## SELECTED TEXT
The 1st Congress of the Philippines (Filipino: Unang Kongreso ng Pilipinas), composed of the Philippine Senate and House of Representatives, met from May 25, 1946, until December 13, 1949, during the 22-month presidency of Manuel Roxas and the first two years of Elpidio Quirino's presidency. The body was originally convened as the Second Congress of the Commonwealth of the Philippines. On August 5, 1946, Republic Act No. 6 was approved, renaming the body as the First Congress of the Philippines.

Sessions

The Second Congress of the Commonwealth of the Philippines 
 Regular Session: May 25 – July 4, 1946

The First Congress of the Philippines 
 First Regular Session: July 5 – September 18, 1946
 First Special Session: September 25–30, 1946
 Second Regular Session: January 27 – May 22, 1947
 Third Regular Session: January 26 – May 20, 1948
 Second Special Session: June 14–26, 1948
 Fourth Regular Session: January 24 – May 19, 1949
 Special Joint Session: December 13, 1949

Legislation 
The Second Commonwealth Congress passed a total of 12 laws: Commonwealth Acts No. 721 to 733.
The First Congress of the Philippines passed a total of 421 laws: Republic Acts No. 1 to 421.

Leadership

Senate 
 President of the Senate:
José D. Avelino (LP)
Mariano Jesús D. Cuenco (LP), elected February 21, 1949
 Senate President Pro-Tempore:
Melecio Arranz (LP)

## SHORT PROBLEM 1
Edit the records from the line with "Mark every instance of the side mirror" up to and including the last line of the records, replacing "traffic cone" with "safety cone" and leaving everything else unchanged.

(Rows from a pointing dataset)
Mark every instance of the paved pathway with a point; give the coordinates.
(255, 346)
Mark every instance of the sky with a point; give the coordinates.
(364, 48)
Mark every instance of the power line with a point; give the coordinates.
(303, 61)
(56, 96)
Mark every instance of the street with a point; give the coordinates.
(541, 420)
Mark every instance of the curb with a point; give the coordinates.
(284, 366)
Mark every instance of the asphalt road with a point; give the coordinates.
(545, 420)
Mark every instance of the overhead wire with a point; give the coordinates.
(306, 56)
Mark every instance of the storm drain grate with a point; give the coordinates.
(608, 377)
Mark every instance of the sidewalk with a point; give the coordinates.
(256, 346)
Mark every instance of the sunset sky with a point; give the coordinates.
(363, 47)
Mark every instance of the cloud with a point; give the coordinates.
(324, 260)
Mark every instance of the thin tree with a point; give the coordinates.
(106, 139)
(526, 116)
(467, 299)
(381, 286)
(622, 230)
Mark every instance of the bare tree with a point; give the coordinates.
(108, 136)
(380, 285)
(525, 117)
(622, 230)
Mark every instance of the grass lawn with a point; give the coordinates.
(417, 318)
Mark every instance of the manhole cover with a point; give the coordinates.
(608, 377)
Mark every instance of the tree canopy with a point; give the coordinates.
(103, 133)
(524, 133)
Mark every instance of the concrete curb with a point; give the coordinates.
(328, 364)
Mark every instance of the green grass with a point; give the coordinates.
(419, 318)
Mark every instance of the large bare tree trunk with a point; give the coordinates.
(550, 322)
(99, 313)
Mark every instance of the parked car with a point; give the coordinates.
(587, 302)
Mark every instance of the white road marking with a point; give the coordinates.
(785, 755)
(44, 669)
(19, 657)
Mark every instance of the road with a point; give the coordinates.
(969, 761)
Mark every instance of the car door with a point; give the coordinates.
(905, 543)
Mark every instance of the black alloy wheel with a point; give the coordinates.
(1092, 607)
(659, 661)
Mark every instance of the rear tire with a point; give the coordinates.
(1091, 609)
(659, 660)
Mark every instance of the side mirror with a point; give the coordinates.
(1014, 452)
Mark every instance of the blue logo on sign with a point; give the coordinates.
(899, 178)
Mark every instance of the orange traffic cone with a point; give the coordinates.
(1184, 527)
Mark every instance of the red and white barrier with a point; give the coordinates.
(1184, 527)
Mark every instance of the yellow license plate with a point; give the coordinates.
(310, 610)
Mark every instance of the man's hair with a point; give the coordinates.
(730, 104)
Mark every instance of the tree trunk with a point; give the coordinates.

## SHORT PROBLEM 2
Answer these questions using the text on the 1st Congress of the Philippines:
(a) On what date was Republic Act No. 6 approved?
(b) How many laws did the Second Commonwealth Congress pass?
(c) Who was Senate President Pro-Tempore?

## CORRECT RESPONSE 1
Mark every instance of the side mirror with a point; give the coordinates.
(1014, 452)
Mark every instance of the blue logo on sign with a point; give the coordinates.
(899, 178)
Mark every instance of the orange safety cone with a point; give the coordinates.
(1184, 527)
Mark every instance of the red and white barrier with a point; give the coordinates.
(1184, 527)
Mark every instance of the yellow license plate with a point; give the coordinates.
(310, 610)
Mark every instance of the man's hair with a point; give the coordinates.
(730, 104)
Mark every instance of the tree trunk with a point; give the coordinates.

## CORRECT RESPONSE 2
(a) August 5, 1946
(b) 12 laws (Commonwealth Acts No. 721 to 733)
(c) Melecio Arranz (LP)